[Collection entries]

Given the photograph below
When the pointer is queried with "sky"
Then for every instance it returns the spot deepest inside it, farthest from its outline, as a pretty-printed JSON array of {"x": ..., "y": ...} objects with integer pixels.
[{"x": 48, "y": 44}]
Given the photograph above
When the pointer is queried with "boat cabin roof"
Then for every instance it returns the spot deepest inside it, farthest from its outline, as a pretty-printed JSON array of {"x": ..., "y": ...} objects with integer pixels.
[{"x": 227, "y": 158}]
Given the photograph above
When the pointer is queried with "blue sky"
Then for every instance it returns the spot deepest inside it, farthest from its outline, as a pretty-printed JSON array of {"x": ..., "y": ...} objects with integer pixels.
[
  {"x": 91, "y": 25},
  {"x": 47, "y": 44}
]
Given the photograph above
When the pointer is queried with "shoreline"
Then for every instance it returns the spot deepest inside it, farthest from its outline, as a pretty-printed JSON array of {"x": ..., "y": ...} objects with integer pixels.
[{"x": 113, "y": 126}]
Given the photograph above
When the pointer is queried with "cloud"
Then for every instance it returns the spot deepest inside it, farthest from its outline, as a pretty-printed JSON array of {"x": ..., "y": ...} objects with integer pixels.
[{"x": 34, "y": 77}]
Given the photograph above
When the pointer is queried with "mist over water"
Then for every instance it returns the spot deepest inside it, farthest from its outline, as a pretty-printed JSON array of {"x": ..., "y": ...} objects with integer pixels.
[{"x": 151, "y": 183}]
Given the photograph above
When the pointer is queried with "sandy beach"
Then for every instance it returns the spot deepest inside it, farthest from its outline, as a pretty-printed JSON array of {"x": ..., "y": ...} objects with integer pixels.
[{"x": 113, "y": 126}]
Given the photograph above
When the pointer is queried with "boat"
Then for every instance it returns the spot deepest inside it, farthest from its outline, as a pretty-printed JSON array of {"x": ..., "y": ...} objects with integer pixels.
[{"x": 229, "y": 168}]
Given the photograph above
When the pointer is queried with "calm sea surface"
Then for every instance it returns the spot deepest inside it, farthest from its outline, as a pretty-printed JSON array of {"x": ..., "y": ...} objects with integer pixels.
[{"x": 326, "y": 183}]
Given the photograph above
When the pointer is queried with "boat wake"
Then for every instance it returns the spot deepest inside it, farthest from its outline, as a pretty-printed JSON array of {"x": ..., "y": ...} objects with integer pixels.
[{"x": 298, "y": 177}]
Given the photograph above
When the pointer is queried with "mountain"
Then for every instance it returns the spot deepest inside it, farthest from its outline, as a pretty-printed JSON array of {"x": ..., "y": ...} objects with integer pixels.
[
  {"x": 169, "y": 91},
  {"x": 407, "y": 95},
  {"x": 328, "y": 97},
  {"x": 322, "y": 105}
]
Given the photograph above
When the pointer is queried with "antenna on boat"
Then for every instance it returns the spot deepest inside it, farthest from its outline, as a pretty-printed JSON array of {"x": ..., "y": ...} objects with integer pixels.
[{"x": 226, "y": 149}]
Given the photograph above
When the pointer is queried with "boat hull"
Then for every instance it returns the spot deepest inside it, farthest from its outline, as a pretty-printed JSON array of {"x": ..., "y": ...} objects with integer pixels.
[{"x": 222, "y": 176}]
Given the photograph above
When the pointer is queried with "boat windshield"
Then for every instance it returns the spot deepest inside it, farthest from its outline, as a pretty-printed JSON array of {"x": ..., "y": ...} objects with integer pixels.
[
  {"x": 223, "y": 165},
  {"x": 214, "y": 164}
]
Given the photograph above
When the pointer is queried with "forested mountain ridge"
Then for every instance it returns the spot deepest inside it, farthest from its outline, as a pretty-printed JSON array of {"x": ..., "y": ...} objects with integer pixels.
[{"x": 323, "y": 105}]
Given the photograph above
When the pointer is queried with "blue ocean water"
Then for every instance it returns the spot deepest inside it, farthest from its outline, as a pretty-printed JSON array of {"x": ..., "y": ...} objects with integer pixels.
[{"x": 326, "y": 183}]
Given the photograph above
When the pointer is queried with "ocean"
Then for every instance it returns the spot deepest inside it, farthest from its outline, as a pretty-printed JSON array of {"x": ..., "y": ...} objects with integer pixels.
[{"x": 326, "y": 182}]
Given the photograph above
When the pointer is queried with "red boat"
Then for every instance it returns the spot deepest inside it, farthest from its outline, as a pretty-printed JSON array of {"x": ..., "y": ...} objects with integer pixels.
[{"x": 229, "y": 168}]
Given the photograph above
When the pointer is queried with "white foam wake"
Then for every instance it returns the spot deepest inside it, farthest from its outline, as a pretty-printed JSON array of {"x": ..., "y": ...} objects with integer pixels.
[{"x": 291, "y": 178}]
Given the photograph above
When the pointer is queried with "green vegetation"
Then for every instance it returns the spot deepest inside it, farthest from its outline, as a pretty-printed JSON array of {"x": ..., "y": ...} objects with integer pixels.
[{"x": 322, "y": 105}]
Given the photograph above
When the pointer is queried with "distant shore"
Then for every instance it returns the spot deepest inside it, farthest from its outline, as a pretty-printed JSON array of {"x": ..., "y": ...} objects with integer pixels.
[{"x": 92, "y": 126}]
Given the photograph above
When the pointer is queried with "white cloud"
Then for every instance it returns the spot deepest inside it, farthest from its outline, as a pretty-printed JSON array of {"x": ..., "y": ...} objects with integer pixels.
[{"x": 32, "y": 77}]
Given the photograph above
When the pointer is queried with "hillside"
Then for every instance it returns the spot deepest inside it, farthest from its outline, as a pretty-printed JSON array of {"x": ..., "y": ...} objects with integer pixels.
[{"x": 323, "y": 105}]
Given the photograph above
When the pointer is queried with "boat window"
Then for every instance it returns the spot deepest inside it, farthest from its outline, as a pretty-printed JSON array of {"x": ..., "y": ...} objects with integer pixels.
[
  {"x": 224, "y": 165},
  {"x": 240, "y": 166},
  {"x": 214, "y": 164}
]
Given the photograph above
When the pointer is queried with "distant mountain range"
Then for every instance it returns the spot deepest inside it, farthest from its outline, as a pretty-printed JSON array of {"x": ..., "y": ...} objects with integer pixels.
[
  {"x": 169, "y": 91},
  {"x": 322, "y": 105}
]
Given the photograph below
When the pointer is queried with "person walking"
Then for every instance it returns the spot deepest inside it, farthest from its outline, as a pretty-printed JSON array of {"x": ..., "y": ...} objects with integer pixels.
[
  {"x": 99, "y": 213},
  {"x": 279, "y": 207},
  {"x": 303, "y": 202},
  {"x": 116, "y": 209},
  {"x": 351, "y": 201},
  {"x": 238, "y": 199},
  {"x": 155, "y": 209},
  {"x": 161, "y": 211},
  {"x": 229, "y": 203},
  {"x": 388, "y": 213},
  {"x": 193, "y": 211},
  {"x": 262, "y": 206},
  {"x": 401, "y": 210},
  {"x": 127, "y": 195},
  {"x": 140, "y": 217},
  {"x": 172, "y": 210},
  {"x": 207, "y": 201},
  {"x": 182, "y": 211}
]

What you need to do.
From the records above, extract every line exactly as it stands.

Result of the exercise.
Given the photograph below
When the pointer is queried with "sky"
Then for every instance it returns the spot deepest inside it, farthest from its outline, as a pretty-printed JSON array of {"x": ..., "y": ...} objects with integer pixels.
[{"x": 48, "y": 44}]
Given the photograph above
When the pointer is queried with "boat cabin roof"
Then for every instance it returns the spot deepest inside it, farthest from its outline, as a pretty-printed JSON array of {"x": ..., "y": ...} objects with integer pixels.
[{"x": 227, "y": 158}]
Given the photograph above
When the pointer is queried with "blue sky"
Then for every instance it returns the spot deepest inside it, farthest from its outline, as a pretty-printed JSON array of {"x": ..., "y": ...} objects with integer pixels.
[
  {"x": 91, "y": 25},
  {"x": 47, "y": 44}
]
Given the photograph above
When the pointer is queried with "shoreline"
Then for every instance it returns the spot deepest inside it, farthest from its outline, as a pretty-printed JSON array of {"x": ..., "y": ...} objects with integer pixels.
[{"x": 113, "y": 126}]
Given the photograph above
When the pointer is queried with "cloud"
Then for every instance it returns the spot deepest inside it, farthest from its outline, as a pretty-printed JSON array of {"x": ..., "y": ...} objects with integer pixels.
[{"x": 34, "y": 77}]
Given the photograph above
When the pointer is queried with "mist over water"
Then for every instance it returns the spot deepest inside it, farthest from its outline, as a pretty-printed JSON array of {"x": ..., "y": ...} objects with integer pixels.
[{"x": 151, "y": 183}]
Given the photograph above
When the pointer is queried with "sandy beach"
Then for every instance it returns the spot deepest inside it, farthest from its outline, as a pretty-printed JSON array of {"x": ..., "y": ...} objects with integer pixels.
[{"x": 113, "y": 126}]
Given the photograph above
When the pointer is queried with "boat"
Then for every instance it returns the spot deepest inside it, farthest from its outline, as a pretty-printed JSON array of {"x": ..., "y": ...} objects with integer pixels.
[{"x": 229, "y": 168}]
Given the photograph above
When the pointer is queried with "calm sea surface"
Then for every instance it returns the spot deepest inside it, farthest from its outline, as a pretty-printed JSON array of {"x": ..., "y": ...} objects with integer pixels.
[{"x": 326, "y": 183}]
Given the photograph above
When the pointer is queried with "boat wake"
Then for every instance it returns the spot deepest inside it, farthest from its outline, as a pretty-printed JSON array of {"x": ..., "y": ...} objects with integer pixels.
[{"x": 298, "y": 177}]
Given the photograph above
When the pointer is queried with "mountain"
Then for every instance it returns the spot deepest inside it, farthest from its outline, as a pretty-printed JSON array of {"x": ..., "y": ...} objects with integer pixels.
[
  {"x": 169, "y": 91},
  {"x": 407, "y": 95},
  {"x": 328, "y": 97},
  {"x": 322, "y": 105}
]
Given the photograph above
When the pointer is queried with "antenna on boat"
Then for every instance it returns the spot deepest inside it, farthest from its outline, as a pretty-printed JSON array of {"x": ..., "y": ...} objects with integer pixels.
[{"x": 226, "y": 149}]
Given the photograph above
When the pointer is queried with "boat hull"
Then for every instance it returns the spot deepest inside it, farthest from its outline, as a pretty-printed JSON array of {"x": ..., "y": ...} objects with integer pixels.
[{"x": 222, "y": 176}]
Given the photograph above
When the pointer is queried with "boat windshield"
Then for every instance it returns the spot deepest inside it, farthest from its outline, as a pretty-printed JSON array of {"x": ..., "y": ...} objects with integer pixels.
[
  {"x": 223, "y": 165},
  {"x": 214, "y": 164}
]
Given the photograph above
When the pointer is queried with "forested mountain ridge"
Then for every instance it returns the spot deepest inside it, farthest from its outline, as a pretty-printed JSON array of {"x": ..., "y": ...} objects with integer pixels.
[{"x": 323, "y": 105}]
Given the photograph above
When the pointer is queried with "blue ocean water"
Then for every instance it returns the spot deepest inside it, farthest from its outline, as a pretty-printed JSON array of {"x": ..., "y": ...} objects with integer pixels.
[{"x": 326, "y": 183}]
Given the photograph above
When the pointer is queried with "ocean"
Then for every instance it returns the spot deepest inside it, farthest from its outline, as a pretty-printed JSON array of {"x": ..., "y": ...} objects with integer pixels.
[{"x": 326, "y": 182}]
Given the photograph above
When the pointer is queried with "red boat"
Then for every instance it returns the spot deepest inside it, farthest from its outline, as a pretty-printed JSON array of {"x": ..., "y": ...} objects with integer pixels.
[{"x": 229, "y": 168}]
Given the photograph above
When the pointer is queried with "white foam wake"
Then for every instance it returns the spot deepest inside it, farthest from its outline, as a pretty-printed JSON array of {"x": ..., "y": ...} objects with integer pixels.
[{"x": 291, "y": 178}]
Given the photograph above
When the pointer is queried with "green vegetation"
Then for every instance it returns the spot deepest inside it, farthest from its outline, as a pretty-printed JSON array of {"x": ..., "y": ...} objects with integer pixels.
[{"x": 322, "y": 105}]
Given the photograph above
When the pointer is queried with "distant shore"
Then for every instance it returns the spot deepest inside it, farthest from its outline, as a pretty-printed JSON array of {"x": ..., "y": ...} objects with integer pixels.
[{"x": 92, "y": 126}]
Given the photograph above
When the pointer is queried with "white cloud"
Then for every instance it returns the spot deepest inside it, farthest from its outline, as a pretty-printed JSON array of {"x": ..., "y": ...} objects with integer pixels.
[{"x": 32, "y": 77}]
Given the photograph above
When the pointer is queried with "hillside"
Then for every instance it returns the spot deepest inside it, farthest from its outline, as a pretty-printed JSON array of {"x": ..., "y": ...} objects with integer pixels.
[{"x": 323, "y": 105}]
Given the photograph above
When the pointer is queried with "boat window"
Then for every instance it returns the spot deepest inside it, farthest from its outline, as a pretty-printed JSON array of {"x": ..., "y": ...} objects with integer pixels.
[
  {"x": 224, "y": 165},
  {"x": 240, "y": 166},
  {"x": 214, "y": 164}
]
Given the photograph above
When the pointer is queried with "distant mountain range"
Then for every instance it returns the spot deepest inside it, farthest from its outline, as a pretty-printed JSON array of {"x": ..., "y": ...} objects with integer pixels.
[
  {"x": 169, "y": 91},
  {"x": 322, "y": 105}
]
Given the photograph below
When the pointer is queried with "person walking"
Then for every instance it returns the spot deepest inside it, farthest from its outline, as a pretty-printed JSON array of {"x": ..., "y": ...} objects with integer pixels.
[
  {"x": 99, "y": 213},
  {"x": 279, "y": 207},
  {"x": 303, "y": 202},
  {"x": 116, "y": 209},
  {"x": 351, "y": 201},
  {"x": 238, "y": 199},
  {"x": 155, "y": 209},
  {"x": 161, "y": 211},
  {"x": 229, "y": 203},
  {"x": 388, "y": 213},
  {"x": 193, "y": 211},
  {"x": 262, "y": 206},
  {"x": 401, "y": 210},
  {"x": 127, "y": 195},
  {"x": 140, "y": 217},
  {"x": 172, "y": 210},
  {"x": 207, "y": 201},
  {"x": 182, "y": 211}
]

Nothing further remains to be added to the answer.